BRANO ESTRATTO:
◆ ◆ ◆ ◆ ◆

Le grandi organizzazioni rivoluzionarie palestinesi e dintorni hanno potuto gloriarsi di aver assassinato diciannove cittadini di Gerusalemme, aggiungendo questo nuovo fregio al loro cammino volto a conservare nel medio mriente un sistema di potere ferocemente totalitario e autoritario, fondamentalista e antipopolare (20 giugno 2002)

 Il coraggio di Ariel Sharon

C’è da chiedersi quale mai leader di quale stato europeo quale che sia, forse a eccezione di quello della Gran Bretagna, avrebbe avuto e ha la forza, l’intelligenza, la moralità politica e civile che Ariel Sharon ha mostrato ieri, con il suo pubblico intervento con il quale ha letteralmente sfidato l’opinione pubblica israeliana a dare altro nome di quello di “occupazione” alla presenza pubblica israeliana su territori che in questi decenni Israele ha ritenuto di dover direttamente amministrare per un’elementare diritto-dovere di autodifesa e di difesa dei più elementari diritti umani e politici anche degli arabi nel frattempo denominati e divenuti palestinesi. (28 maggio 2003)

◆ ◆ ◆ ◆ ◆

INSIEME DI DATI:
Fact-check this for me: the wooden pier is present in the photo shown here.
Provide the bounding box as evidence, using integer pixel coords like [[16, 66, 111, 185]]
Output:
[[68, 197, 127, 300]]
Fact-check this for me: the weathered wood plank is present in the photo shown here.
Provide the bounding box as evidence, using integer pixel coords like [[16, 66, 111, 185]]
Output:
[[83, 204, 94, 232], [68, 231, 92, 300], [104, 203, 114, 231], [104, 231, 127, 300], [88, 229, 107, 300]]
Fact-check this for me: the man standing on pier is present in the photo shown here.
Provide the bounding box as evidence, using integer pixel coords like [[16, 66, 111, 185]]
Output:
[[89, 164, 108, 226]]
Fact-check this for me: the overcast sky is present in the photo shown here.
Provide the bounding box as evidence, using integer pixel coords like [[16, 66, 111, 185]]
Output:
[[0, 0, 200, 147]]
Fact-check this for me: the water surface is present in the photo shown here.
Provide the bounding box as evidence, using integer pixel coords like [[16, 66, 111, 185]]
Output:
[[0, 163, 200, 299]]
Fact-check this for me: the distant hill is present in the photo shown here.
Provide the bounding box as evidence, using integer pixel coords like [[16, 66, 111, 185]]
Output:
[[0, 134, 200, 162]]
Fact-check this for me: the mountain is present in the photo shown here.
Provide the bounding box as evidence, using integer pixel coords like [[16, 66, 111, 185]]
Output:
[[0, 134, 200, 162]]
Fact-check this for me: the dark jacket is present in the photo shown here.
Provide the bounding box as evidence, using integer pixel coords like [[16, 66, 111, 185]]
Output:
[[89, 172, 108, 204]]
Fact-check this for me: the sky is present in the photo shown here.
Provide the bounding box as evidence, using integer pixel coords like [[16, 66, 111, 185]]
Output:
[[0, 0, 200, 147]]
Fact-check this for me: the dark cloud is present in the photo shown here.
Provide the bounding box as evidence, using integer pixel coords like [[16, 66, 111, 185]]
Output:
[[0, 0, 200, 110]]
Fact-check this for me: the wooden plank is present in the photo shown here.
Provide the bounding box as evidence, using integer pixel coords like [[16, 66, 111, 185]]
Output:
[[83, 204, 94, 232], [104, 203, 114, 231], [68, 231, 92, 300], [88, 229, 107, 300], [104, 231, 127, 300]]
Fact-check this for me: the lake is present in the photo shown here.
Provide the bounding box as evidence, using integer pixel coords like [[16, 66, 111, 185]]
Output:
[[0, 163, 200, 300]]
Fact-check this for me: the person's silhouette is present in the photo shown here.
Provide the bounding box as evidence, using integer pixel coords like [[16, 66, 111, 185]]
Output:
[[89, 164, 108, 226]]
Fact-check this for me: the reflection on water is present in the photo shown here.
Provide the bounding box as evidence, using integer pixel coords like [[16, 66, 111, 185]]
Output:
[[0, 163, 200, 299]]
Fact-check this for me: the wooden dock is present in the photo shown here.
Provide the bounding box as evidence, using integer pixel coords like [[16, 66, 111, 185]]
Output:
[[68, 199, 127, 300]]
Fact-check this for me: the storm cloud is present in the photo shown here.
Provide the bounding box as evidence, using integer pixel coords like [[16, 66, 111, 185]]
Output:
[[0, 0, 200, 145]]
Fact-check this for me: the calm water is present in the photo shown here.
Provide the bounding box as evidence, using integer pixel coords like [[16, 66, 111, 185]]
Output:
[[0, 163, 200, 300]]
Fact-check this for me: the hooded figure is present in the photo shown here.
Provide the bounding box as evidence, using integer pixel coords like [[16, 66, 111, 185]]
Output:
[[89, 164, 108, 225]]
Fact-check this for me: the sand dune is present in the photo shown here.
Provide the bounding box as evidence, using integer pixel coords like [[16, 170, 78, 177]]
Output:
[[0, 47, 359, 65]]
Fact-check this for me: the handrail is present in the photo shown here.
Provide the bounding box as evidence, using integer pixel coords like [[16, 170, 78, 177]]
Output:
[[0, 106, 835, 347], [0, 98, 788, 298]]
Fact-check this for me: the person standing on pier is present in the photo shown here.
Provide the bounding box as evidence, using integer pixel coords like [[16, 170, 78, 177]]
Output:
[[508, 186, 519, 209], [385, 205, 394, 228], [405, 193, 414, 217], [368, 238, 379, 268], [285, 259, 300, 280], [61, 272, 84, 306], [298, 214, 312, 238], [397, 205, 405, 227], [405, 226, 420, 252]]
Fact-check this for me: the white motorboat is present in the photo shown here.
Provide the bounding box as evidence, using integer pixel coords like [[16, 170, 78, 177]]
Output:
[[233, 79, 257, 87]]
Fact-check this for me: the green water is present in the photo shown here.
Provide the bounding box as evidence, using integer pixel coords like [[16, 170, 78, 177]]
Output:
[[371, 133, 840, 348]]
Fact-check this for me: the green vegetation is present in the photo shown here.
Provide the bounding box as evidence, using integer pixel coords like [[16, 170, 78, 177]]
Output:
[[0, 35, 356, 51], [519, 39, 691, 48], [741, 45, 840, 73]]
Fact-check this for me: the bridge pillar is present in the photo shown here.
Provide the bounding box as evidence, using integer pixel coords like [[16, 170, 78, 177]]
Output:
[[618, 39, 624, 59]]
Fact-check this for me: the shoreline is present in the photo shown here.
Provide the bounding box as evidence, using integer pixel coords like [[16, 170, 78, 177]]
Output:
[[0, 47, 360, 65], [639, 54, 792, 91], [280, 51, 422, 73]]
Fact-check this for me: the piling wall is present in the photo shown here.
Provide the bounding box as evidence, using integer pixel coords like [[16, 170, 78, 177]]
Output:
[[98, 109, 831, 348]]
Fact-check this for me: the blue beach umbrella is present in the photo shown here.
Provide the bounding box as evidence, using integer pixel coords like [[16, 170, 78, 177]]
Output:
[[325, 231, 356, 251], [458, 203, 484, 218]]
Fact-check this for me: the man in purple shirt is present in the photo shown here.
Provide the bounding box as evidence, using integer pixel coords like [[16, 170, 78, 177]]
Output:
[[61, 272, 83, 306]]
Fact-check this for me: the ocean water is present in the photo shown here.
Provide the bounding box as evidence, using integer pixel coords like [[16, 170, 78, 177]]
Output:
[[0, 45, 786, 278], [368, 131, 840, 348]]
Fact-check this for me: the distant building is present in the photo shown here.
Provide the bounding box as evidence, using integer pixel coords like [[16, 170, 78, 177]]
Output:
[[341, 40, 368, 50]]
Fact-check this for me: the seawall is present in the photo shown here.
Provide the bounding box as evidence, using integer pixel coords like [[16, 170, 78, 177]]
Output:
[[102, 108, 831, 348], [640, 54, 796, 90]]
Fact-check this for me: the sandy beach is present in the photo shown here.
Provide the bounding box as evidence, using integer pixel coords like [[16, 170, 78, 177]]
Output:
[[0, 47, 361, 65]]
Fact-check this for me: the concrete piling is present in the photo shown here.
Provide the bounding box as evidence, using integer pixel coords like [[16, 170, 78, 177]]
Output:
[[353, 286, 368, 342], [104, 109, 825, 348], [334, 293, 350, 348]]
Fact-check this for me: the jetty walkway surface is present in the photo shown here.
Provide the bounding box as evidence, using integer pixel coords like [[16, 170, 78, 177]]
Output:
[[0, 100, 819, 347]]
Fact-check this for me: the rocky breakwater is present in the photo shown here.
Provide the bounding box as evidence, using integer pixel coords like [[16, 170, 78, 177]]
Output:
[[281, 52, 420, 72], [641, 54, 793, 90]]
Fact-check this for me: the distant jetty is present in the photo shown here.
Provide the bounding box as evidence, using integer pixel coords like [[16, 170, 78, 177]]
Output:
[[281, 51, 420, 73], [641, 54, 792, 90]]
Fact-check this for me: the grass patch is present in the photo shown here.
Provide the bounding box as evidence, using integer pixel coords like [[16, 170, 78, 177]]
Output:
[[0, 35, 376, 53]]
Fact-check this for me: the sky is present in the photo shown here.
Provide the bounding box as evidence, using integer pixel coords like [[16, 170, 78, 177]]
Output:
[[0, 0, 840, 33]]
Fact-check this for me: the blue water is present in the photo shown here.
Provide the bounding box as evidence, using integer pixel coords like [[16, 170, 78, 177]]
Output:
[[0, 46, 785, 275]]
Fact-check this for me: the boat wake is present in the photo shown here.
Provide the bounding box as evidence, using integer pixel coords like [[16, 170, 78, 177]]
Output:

◆ ◆ ◆ ◆ ◆

IL PROBLEMA:
Per favore, riscrivi senza alcuna modifica la parte del brano che va dalle parole "Il coraggio di" fino alle parole "(28 maggio 2003)" incluse. Per questo lavoro le righe non servono.

PROBLEMA RISOLTO:
Il coraggio di Ariel Sharon

C’è da chiedersi quale mai leader di quale stato europeo quale che sia, forse a eccezione di quello della Gran Bretagna, avrebbe avuto e ha la forza, l’intelligenza, la moralità politica e civile che Ariel Sharon ha mostrato ieri, con il suo pubblico intervento con il quale ha letteralmente sfidato l’opinione pubblica israeliana a dare altro nome di quello di “occupazione” alla presenza pubblica israeliana su territori che in questi decenni Israele ha ritenuto di dover direttamente amministrare per un’elementare diritto-dovere di autodifesa e di difesa dei più elementari diritti umani e politici anche degli arabi nel frattempo denominati e divenuti palestinesi. (28 maggio 2003)